Exercise brief => Copy the data precisely, character for character, and leave out every picture.

[Excerpts of location labeling data]
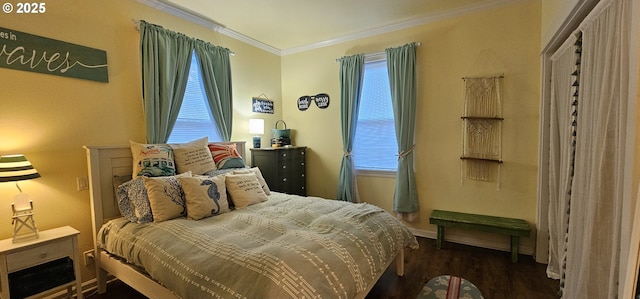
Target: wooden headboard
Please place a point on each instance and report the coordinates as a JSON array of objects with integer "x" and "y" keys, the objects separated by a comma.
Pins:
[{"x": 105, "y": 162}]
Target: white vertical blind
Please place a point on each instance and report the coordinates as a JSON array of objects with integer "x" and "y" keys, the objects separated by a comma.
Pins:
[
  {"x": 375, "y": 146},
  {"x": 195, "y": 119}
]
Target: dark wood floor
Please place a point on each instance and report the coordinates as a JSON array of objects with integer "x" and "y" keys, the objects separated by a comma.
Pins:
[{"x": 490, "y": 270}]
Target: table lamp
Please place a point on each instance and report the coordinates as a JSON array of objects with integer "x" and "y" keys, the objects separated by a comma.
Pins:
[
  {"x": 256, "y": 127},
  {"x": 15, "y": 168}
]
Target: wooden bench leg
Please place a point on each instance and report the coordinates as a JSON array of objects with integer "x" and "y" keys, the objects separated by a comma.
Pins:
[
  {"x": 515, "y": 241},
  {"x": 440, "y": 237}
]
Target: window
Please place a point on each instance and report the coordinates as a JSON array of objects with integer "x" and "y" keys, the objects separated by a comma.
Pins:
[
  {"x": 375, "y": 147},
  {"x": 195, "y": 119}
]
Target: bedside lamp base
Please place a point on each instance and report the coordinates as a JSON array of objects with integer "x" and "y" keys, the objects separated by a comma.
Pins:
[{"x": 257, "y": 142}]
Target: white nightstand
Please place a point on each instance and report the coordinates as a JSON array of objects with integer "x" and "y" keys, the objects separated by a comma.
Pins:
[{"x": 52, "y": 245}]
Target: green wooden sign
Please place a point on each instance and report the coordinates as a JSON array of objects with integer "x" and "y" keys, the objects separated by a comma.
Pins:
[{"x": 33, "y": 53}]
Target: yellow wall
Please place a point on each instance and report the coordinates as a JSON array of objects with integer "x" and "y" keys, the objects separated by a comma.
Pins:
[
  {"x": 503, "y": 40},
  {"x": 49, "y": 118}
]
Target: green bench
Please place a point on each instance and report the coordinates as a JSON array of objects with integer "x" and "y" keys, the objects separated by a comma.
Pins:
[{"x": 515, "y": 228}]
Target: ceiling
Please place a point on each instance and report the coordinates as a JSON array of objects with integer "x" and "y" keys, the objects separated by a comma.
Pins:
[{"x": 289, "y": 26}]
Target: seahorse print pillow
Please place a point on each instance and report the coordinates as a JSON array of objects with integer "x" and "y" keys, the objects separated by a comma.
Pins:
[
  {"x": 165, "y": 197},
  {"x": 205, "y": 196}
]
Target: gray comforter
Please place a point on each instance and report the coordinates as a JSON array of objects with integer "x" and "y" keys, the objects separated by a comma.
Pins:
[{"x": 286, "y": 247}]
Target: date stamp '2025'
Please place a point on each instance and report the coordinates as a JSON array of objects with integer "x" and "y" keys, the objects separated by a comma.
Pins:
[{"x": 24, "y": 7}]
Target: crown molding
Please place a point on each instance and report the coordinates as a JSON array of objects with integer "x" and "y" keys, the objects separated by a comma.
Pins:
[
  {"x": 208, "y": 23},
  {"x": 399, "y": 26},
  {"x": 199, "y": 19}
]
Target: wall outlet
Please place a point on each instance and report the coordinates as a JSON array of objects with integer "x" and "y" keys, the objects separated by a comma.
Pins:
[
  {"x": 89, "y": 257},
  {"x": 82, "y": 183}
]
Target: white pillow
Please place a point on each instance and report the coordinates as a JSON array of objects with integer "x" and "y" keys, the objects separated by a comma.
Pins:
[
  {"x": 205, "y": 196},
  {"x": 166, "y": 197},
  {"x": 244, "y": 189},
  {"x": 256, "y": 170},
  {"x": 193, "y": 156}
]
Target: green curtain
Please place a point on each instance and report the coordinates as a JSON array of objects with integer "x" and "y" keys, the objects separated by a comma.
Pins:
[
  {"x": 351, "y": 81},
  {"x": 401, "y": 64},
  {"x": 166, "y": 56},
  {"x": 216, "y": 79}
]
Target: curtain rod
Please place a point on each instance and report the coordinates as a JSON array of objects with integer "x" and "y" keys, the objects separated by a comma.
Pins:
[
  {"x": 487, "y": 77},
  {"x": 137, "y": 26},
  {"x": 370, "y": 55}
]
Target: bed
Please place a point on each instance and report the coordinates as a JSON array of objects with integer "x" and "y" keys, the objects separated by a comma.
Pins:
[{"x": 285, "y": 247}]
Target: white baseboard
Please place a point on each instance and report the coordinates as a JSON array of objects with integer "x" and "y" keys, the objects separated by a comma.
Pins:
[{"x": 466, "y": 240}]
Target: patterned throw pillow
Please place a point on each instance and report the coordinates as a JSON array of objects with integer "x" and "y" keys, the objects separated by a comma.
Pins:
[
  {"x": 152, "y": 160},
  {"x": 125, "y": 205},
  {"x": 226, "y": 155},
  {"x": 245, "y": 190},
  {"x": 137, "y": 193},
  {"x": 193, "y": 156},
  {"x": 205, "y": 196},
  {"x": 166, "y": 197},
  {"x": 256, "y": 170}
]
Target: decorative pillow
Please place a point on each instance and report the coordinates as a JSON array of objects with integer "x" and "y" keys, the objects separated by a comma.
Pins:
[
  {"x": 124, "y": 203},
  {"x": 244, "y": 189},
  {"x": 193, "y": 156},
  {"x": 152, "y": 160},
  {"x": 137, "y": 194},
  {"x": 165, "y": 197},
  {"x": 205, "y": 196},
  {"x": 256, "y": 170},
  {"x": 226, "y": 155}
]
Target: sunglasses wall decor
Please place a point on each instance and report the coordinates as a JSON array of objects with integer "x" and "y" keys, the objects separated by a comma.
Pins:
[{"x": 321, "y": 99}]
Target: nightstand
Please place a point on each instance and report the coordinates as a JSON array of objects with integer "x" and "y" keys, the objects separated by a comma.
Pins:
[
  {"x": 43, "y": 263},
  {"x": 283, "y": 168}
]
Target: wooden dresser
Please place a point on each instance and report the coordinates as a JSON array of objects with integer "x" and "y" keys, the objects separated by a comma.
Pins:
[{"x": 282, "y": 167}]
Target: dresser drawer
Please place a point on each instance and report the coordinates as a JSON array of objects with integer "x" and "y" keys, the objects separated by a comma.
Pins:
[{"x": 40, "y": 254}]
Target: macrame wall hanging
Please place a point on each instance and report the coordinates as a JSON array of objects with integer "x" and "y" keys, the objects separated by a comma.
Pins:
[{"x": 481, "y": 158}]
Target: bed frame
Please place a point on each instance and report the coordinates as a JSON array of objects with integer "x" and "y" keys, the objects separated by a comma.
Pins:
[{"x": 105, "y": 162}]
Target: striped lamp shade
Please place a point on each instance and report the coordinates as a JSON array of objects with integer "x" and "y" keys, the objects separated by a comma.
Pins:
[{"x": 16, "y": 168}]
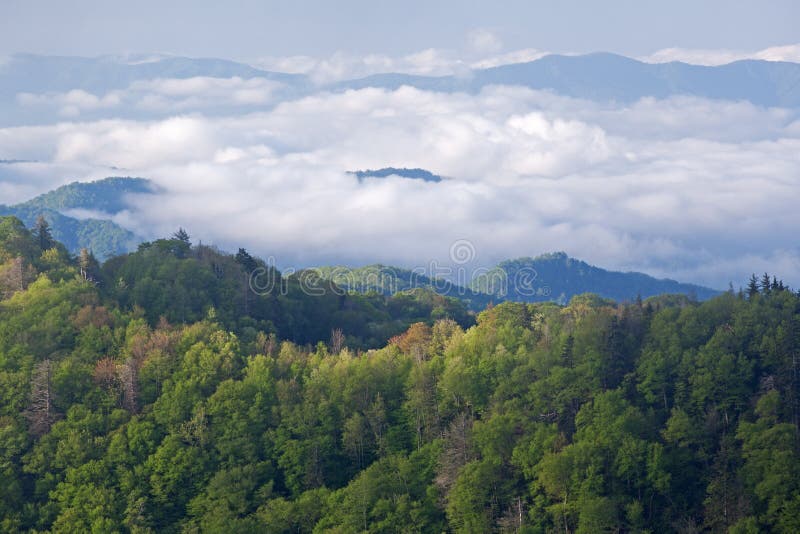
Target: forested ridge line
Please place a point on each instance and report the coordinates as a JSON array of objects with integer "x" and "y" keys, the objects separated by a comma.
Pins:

Solution for this problem =>
Target: wooden headboard
Please place a point on each instance and report the coordinates as a JSON array of objects with integer "x" and "y" keys, the objects separated by a comma.
Pins:
[{"x": 105, "y": 162}]
Target: white vertical blind
Please place a point on each instance and report the coordinates as a JSON array of objects with integer "x" and "y" keys, the objects separated by a comma.
Pins:
[
  {"x": 375, "y": 146},
  {"x": 195, "y": 119}
]
Target: dark wood floor
Please place a point on each instance and report the coordinates as a JSON array of objects with integer "x" and "y" keys, the objects separated by a comma.
Pins:
[{"x": 490, "y": 270}]
Target: table lamp
Please place a point on each instance and report the coordinates as a JSON array of objects with integer "x" and "y" keys, the objects separated by a comma.
Pins:
[
  {"x": 256, "y": 127},
  {"x": 15, "y": 168}
]
Target: wooden bench leg
Please place a point on each instance and report the coordinates as a JSON array of objects with integer "x" and "y" keys, the objects separated by a comma.
Pins:
[
  {"x": 515, "y": 241},
  {"x": 440, "y": 237}
]
Target: window
Please place a point on each instance and report the coordinates as a JSON array of objects with integer "x" and "y" keys, the objects separated by a comma.
Pins:
[
  {"x": 375, "y": 147},
  {"x": 195, "y": 119}
]
Target: bedside lamp base
Please place a point on each instance and report the coordinates as a JSON array of objects with integer "x" and "y" keys, the objects separated by a comma.
Pins:
[{"x": 257, "y": 142}]
Target: white nightstand
Please place a point on each instance and report the coordinates as a JSON array of objects with integer "x" and "y" keys, the objects separated by a comma.
Pins:
[{"x": 52, "y": 245}]
Target: green wooden sign
Please place a point on each instance and report the coordinates as a JSON array of objects with integer "x" and "y" keys, the objects separated by a comma.
Pins:
[{"x": 33, "y": 53}]
Target: yellow wall
Please place a point on each instance and report the coordinates as a JSON array of objects with integer "x" and "y" keys, the objects separated by a comma.
Pins:
[
  {"x": 503, "y": 40},
  {"x": 49, "y": 118}
]
Target: green bench
Please place a point on each instance and report the coordinates as a JSON array of objects with integer "x" and "y" keys, the objects separated by a comma.
Pins:
[{"x": 515, "y": 228}]
Target: ceiling
Please place a point on each instance and report the coordinates as a JSON array of objects with integer "x" and "y" keys, the objects separated by a comma.
Pins:
[{"x": 289, "y": 26}]
Target: seahorse print pillow
Please place a point on each instance and report the coordinates as a JSON array of objects with integer "x" and "y" keys, the objects separated by a comma.
Pins:
[
  {"x": 165, "y": 197},
  {"x": 205, "y": 196}
]
Target: gray comforter
Please place a point on each instance and report the coordinates as a JSON array of objects with integer "x" and "y" keys, the objects separated by a comma.
Pins:
[{"x": 286, "y": 247}]
Target: date stamp '2025'
Please place a point on each instance and report the coordinates as a JSON array of objects with integer "x" and "y" keys, the objects separated by a comma.
Pins:
[{"x": 24, "y": 7}]
Target: crown molding
Please place a point on each instance and report the coordinates as a JSON array of objects with integer "x" and "y" keys, the objects separated by a comma.
Pins:
[
  {"x": 208, "y": 23},
  {"x": 399, "y": 26},
  {"x": 199, "y": 19}
]
Target: wall outlet
Please place a point on each instance and report the coordinates as a JSON array of objects with integer "x" and "y" keys, the objects separated by a comma.
Pins:
[
  {"x": 89, "y": 257},
  {"x": 82, "y": 183}
]
Target: white pillow
Please place a point on each instance and report the coordinates as a JSON array of objects with integer "x" and "y" keys, the objects separated by a comma.
Pins:
[
  {"x": 205, "y": 196},
  {"x": 166, "y": 197},
  {"x": 244, "y": 189},
  {"x": 256, "y": 170},
  {"x": 193, "y": 156}
]
Target: green curtain
Please place a point on each instance and report the coordinates as a JSON array of objects with integer "x" and "y" keys, the objects separated by a comma.
Pins:
[
  {"x": 351, "y": 81},
  {"x": 401, "y": 64},
  {"x": 166, "y": 56},
  {"x": 216, "y": 79}
]
Target: curtain rod
Please place a point on each instance and report the coordinates as a JSON array of objects with integer "x" and "y" keys, the objects separated by a comma.
Pins:
[
  {"x": 487, "y": 77},
  {"x": 137, "y": 26},
  {"x": 370, "y": 55}
]
Target: bed
Please place a point on each instance and report the coordinates as a JSON array of objects with integer "x" and "y" keys, the objects separated by a comma.
Pins:
[{"x": 285, "y": 247}]
Target: white baseboard
Please place a point on each instance and report the coordinates as a JSON array of objects with integer "x" and "y" keys, the objects separated by a comma.
Pins:
[{"x": 466, "y": 240}]
Target: patterned throw pillow
Please place a point on each instance and report the coordinates as a JSON array of objects with integer "x" and "y" keys, the objects separated by a comma.
Pins:
[
  {"x": 152, "y": 160},
  {"x": 125, "y": 205},
  {"x": 226, "y": 155},
  {"x": 245, "y": 190},
  {"x": 137, "y": 193},
  {"x": 193, "y": 156},
  {"x": 205, "y": 196},
  {"x": 166, "y": 197},
  {"x": 256, "y": 170}
]
Target: decorative pillow
Please place a point on each instance and report the coordinates as a JSON array of objects with integer "x" and "y" keys, the objects separated by a comma.
Pins:
[
  {"x": 124, "y": 203},
  {"x": 244, "y": 189},
  {"x": 193, "y": 156},
  {"x": 152, "y": 160},
  {"x": 137, "y": 194},
  {"x": 165, "y": 197},
  {"x": 205, "y": 196},
  {"x": 256, "y": 170},
  {"x": 226, "y": 155}
]
Target: sunglasses wall decor
Please place a point on each instance and report the coordinates as a JSON array of objects with integer "x" and "y" keys, the objects separated by a comma.
Pins:
[{"x": 321, "y": 99}]
Target: nightstand
Please place a point on each instance and report the coordinates as a JSON array of objects with integer "x" and "y" keys, the objects separated by a comma.
Pins:
[
  {"x": 43, "y": 263},
  {"x": 283, "y": 168}
]
Target: wooden dresser
Please place a point on each instance and report the coordinates as a JSON array of objects with integer "x" and "y" keys, the objects separated by a comma.
Pins:
[{"x": 282, "y": 167}]
Target: dresser drawer
Please place a point on each instance and report the coordinates as a JSON array of objects with integer "x" and "y" keys, the objects separated by a comma.
Pins:
[{"x": 40, "y": 254}]
Target: macrame wall hanging
Please place a point on each instance and report the coordinates as a JSON array of objects with integer "x" and "y" keys, the objects separated by a comma.
Pins:
[{"x": 481, "y": 158}]
Target: bed frame
Please place a point on each instance and report the coordinates as a JSON array of objects with integer "x" and "y" keys, the objects separated by a comma.
Pins:
[{"x": 105, "y": 162}]
Target: striped lamp shade
Please place a point on each instance and report the coordinates as a JSON array of objects with integer "x" and "y" keys, the objects separated by a comma.
Pins:
[{"x": 16, "y": 168}]
Target: forested ridge line
Please place a point on each instance and report the coordinates as a JSON array of objects with integer "x" and "y" keys, the objects separated by a comma.
Pins:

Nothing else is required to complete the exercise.